## What you should do
Write out the listing exactly as it is given.

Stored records
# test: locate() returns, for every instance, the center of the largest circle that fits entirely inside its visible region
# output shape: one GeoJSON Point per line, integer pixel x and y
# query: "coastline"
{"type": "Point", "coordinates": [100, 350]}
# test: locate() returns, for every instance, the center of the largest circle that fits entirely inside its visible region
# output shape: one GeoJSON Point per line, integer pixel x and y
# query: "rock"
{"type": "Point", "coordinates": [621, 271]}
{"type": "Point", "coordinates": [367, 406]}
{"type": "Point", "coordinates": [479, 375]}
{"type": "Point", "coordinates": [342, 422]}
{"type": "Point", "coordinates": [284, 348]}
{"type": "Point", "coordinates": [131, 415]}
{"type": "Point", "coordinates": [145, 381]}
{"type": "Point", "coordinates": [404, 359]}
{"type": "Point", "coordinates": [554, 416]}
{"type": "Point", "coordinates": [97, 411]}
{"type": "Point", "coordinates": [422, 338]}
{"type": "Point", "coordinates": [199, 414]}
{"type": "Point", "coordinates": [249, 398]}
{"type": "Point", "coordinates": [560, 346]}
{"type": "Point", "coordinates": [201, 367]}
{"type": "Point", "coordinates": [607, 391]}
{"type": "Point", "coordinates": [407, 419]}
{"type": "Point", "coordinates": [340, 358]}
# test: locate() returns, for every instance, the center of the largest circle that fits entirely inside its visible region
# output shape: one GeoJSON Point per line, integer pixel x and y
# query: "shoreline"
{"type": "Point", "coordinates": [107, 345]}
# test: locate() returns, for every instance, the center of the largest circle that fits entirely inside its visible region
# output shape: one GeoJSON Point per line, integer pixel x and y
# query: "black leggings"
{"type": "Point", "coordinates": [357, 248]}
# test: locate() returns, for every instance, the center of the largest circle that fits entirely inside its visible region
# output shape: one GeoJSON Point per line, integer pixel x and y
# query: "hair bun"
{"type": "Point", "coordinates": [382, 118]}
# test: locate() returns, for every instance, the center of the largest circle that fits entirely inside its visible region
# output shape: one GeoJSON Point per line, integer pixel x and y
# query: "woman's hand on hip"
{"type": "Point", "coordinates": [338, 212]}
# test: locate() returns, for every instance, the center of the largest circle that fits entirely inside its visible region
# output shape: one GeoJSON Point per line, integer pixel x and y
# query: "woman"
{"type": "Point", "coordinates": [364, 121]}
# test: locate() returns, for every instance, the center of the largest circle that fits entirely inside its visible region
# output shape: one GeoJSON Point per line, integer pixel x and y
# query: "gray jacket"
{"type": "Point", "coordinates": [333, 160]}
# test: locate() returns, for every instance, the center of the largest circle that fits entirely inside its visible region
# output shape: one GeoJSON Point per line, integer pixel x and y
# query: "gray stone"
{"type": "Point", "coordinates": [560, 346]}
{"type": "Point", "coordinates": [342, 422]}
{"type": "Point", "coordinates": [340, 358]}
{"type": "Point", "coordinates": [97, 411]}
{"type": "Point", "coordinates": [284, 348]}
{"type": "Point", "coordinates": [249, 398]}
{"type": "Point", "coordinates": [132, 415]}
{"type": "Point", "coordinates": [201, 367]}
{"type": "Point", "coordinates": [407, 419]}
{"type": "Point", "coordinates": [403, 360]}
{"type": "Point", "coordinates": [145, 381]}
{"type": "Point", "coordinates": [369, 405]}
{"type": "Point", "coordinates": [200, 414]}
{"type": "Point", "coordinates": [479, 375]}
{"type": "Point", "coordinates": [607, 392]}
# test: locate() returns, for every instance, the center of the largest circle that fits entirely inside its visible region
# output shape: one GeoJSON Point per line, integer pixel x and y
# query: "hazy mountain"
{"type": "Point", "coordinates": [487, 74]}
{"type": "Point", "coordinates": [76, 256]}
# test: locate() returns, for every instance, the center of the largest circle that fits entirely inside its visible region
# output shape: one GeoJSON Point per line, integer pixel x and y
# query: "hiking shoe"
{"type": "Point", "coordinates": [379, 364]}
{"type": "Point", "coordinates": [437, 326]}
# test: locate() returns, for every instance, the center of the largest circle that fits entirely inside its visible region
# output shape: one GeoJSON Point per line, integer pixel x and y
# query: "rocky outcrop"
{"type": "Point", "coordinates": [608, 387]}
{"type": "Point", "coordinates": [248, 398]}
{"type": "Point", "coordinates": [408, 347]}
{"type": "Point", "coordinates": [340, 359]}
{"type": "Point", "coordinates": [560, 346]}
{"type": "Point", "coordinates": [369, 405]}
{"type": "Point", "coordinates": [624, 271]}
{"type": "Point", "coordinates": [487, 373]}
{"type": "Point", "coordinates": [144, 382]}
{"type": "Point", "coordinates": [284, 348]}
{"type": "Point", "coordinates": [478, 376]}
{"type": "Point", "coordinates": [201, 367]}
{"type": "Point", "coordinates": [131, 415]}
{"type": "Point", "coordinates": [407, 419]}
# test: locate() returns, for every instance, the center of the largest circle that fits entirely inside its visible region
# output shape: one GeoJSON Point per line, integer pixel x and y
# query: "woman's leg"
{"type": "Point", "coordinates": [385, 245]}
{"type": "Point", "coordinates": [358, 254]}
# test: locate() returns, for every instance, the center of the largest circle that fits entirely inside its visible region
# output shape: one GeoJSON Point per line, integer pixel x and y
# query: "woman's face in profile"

## Correct result
# test: locate() returns, for every instance, the center of the largest circle that fits entirely inside its visible region
# output shape: one GeoJSON Point per line, integer pixel x and y
# query: "coastline"
{"type": "Point", "coordinates": [100, 350]}
# test: locate() returns, for every instance, the center of the largest circle that fits entirely inside its visible region
# output shape: one GeoJSON Point per line, integer pixel x and y
# query: "rock"
{"type": "Point", "coordinates": [621, 271]}
{"type": "Point", "coordinates": [367, 406]}
{"type": "Point", "coordinates": [479, 375]}
{"type": "Point", "coordinates": [342, 422]}
{"type": "Point", "coordinates": [284, 348]}
{"type": "Point", "coordinates": [131, 415]}
{"type": "Point", "coordinates": [145, 381]}
{"type": "Point", "coordinates": [404, 359]}
{"type": "Point", "coordinates": [554, 416]}
{"type": "Point", "coordinates": [97, 411]}
{"type": "Point", "coordinates": [422, 338]}
{"type": "Point", "coordinates": [199, 414]}
{"type": "Point", "coordinates": [249, 398]}
{"type": "Point", "coordinates": [560, 346]}
{"type": "Point", "coordinates": [201, 367]}
{"type": "Point", "coordinates": [607, 391]}
{"type": "Point", "coordinates": [407, 419]}
{"type": "Point", "coordinates": [340, 358]}
# test: locate() returns, for every instance, the center of the largest circle that fits entirely inside its visible region
# output shape: one GeoJSON Point per line, integer pixel x and y
# query: "shoreline"
{"type": "Point", "coordinates": [107, 345]}
# test: locate() returns, for every instance, the center of the largest circle that fits entirely inside its visible region
# output shape: one GeoJSON Point per line, integer pixel x and y
# query: "black leggings"
{"type": "Point", "coordinates": [357, 248]}
# test: locate() returns, for every instance, the center of the largest circle that fits entirely inside its visible region
# output shape: one GeoJSON Point per line, integer pixel x and y
# query: "hair bun"
{"type": "Point", "coordinates": [382, 118]}
# test: locate() returns, for every instance, the center of the largest circle that fits entirely inside its visible region
# output shape: one GeoJSON Point per line, integer pixel x and y
# query: "woman's hand on hip"
{"type": "Point", "coordinates": [338, 212]}
# test: locate() returns, for every instance, the center of the largest circle that fits entirely inside its visible region
# output shape: one GeoJSON Point per line, integer pixel x and y
# query: "woman"
{"type": "Point", "coordinates": [364, 121]}
# test: locate() returns, for every instance, the center of the largest circle that fits entirely inside its visible region
# output shape: one GeoJSON Point per line, integer pixel x and y
# query: "gray jacket"
{"type": "Point", "coordinates": [333, 160]}
# test: locate() returns, for every instance, the center of the largest circle that fits entirely inside its visible region
# output shape: one GeoJSON Point per line, integer pixel x and y
# query: "gray stone"
{"type": "Point", "coordinates": [560, 346]}
{"type": "Point", "coordinates": [342, 422]}
{"type": "Point", "coordinates": [340, 358]}
{"type": "Point", "coordinates": [97, 411]}
{"type": "Point", "coordinates": [284, 348]}
{"type": "Point", "coordinates": [249, 398]}
{"type": "Point", "coordinates": [132, 415]}
{"type": "Point", "coordinates": [201, 367]}
{"type": "Point", "coordinates": [407, 419]}
{"type": "Point", "coordinates": [403, 360]}
{"type": "Point", "coordinates": [145, 381]}
{"type": "Point", "coordinates": [369, 405]}
{"type": "Point", "coordinates": [200, 414]}
{"type": "Point", "coordinates": [479, 375]}
{"type": "Point", "coordinates": [607, 392]}
# test: locate() returns, for every instance, the center of the largest circle that fits entirely inside its visible region
# output shape: one GeoJSON Point per line, integer pixel x and y
# query: "hazy mountain"
{"type": "Point", "coordinates": [487, 74]}
{"type": "Point", "coordinates": [76, 256]}
# test: locate() returns, for every instance, the center of the largest circle that fits entirely inside its visible region
# output shape: one GeoJSON Point per line, integer pixel x and y
# query: "hiking shoe"
{"type": "Point", "coordinates": [379, 364]}
{"type": "Point", "coordinates": [437, 326]}
# test: locate() returns, for every instance, the center of the largest circle that fits entirely inside its visible region
# output shape: one GeoJSON Point per line, integer pixel x and y
# query: "rocky outcrop"
{"type": "Point", "coordinates": [608, 387]}
{"type": "Point", "coordinates": [248, 398]}
{"type": "Point", "coordinates": [408, 347]}
{"type": "Point", "coordinates": [340, 359]}
{"type": "Point", "coordinates": [560, 346]}
{"type": "Point", "coordinates": [369, 405]}
{"type": "Point", "coordinates": [624, 271]}
{"type": "Point", "coordinates": [487, 373]}
{"type": "Point", "coordinates": [144, 382]}
{"type": "Point", "coordinates": [284, 348]}
{"type": "Point", "coordinates": [478, 376]}
{"type": "Point", "coordinates": [201, 367]}
{"type": "Point", "coordinates": [131, 415]}
{"type": "Point", "coordinates": [407, 419]}
# test: locate() returns, for every instance, the center of the largest circle that fits entirely inside its visible region
# output shape: one GeoJSON Point per line, integer pixel x and y
# query: "woman's leg"
{"type": "Point", "coordinates": [385, 245]}
{"type": "Point", "coordinates": [358, 254]}
# test: locate() returns, for every instance, the center of the largest circle that fits entirely inside its visible region
# output shape: one GeoJSON Point per line, integer pixel x and y
# query: "woman's face in profile"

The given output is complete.